*** PROVIDED PASSAGE ***

By Alexandra Grigorescu
The Delegate Programme is an opportunity for local authors and journalists to enrich the level of discussion at select events throughout the International Festival of Authors. Alexandra Grigorescu—author of Cauchemar—wrote about her experience as an IFOA 2017 delegate and for her, a panel on research caught her attention.
I’ve been attending the International Festival of Authors for years. First, as a student enamoured with the writing life, then as a writer looking for pointers, then as a giddy participant, and now as a delegate. I played against my genre-loving type and chose a disparate set of panels: Keep It Short, The Lives of Underdogs, and Writing an Informed Story. Of these, the last one resonated most with me.
Deborah Dundas’ thoughtful questions took the audience behind the scenes of three distinct worlds and the facts that grounded their authors’ flights of fancy. What inspired me most was the way these three writers—Helen Humphreys, Claire Cameron and Roberta Rich—all began with a germ of an idea.

*** RECORDED DATA ***

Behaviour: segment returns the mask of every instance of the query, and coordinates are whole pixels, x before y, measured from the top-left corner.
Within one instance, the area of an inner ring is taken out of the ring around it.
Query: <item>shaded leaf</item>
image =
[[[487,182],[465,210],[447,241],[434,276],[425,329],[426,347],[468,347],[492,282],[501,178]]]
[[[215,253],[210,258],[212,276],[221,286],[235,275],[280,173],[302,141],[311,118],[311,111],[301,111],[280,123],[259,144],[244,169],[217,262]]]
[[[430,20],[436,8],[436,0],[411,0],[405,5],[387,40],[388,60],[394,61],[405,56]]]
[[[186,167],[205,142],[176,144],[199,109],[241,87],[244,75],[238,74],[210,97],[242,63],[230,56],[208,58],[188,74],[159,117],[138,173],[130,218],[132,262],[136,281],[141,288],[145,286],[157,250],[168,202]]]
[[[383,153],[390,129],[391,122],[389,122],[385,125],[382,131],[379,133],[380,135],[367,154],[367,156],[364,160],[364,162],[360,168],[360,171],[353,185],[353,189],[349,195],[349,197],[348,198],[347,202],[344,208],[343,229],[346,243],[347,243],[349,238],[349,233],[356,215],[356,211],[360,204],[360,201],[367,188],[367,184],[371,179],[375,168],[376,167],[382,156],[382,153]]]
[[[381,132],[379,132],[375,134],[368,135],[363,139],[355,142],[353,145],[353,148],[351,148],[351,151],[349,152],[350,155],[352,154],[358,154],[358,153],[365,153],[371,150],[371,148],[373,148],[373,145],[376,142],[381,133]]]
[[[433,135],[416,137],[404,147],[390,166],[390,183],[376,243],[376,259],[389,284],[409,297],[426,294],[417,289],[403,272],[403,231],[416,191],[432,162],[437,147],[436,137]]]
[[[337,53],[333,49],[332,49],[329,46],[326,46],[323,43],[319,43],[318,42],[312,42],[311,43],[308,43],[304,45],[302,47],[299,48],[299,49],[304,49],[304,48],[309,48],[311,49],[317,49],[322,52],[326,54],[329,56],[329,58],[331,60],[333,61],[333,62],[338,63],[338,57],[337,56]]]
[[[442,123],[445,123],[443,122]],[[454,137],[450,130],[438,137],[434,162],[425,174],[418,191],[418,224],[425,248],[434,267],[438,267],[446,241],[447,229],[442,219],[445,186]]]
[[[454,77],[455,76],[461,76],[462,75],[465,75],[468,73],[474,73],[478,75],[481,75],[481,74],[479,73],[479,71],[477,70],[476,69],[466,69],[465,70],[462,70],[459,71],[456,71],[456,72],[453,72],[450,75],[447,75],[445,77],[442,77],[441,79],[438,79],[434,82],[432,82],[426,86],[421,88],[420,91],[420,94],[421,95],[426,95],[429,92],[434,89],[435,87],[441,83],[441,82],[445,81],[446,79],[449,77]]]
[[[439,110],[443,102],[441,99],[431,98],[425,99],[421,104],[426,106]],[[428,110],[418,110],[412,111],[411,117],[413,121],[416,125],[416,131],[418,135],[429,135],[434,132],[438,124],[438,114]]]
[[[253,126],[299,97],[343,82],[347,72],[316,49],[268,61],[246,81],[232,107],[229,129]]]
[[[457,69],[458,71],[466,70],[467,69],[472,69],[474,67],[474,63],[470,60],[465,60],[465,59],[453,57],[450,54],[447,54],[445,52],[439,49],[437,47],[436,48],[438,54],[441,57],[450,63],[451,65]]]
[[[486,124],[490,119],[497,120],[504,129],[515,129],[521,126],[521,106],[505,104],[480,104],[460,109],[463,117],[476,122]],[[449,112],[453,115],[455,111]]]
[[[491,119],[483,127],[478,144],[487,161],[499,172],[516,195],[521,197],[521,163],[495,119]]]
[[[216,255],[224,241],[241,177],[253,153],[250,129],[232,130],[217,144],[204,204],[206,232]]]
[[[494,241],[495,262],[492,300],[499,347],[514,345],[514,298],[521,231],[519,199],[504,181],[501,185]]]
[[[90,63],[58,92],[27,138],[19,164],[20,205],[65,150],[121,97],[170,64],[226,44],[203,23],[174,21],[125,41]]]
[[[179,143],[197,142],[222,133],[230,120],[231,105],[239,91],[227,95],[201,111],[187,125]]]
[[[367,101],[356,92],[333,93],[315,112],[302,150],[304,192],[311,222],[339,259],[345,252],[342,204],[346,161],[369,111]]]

***

TASK GOAL:
Write out the passage of the IFOA delegate essay from "Deborah Dundas’ thoughtful" to "of an idea.".

EXERCISE OUTPUT:
Deborah Dundas’ thoughtful questions took the audience behind the scenes of three distinct worlds and the facts that grounded their authors’ flights of fancy. What inspired me most was the way these three writers—Helen Humphreys, Claire Cameron and Roberta Rich—all began with a germ of an idea.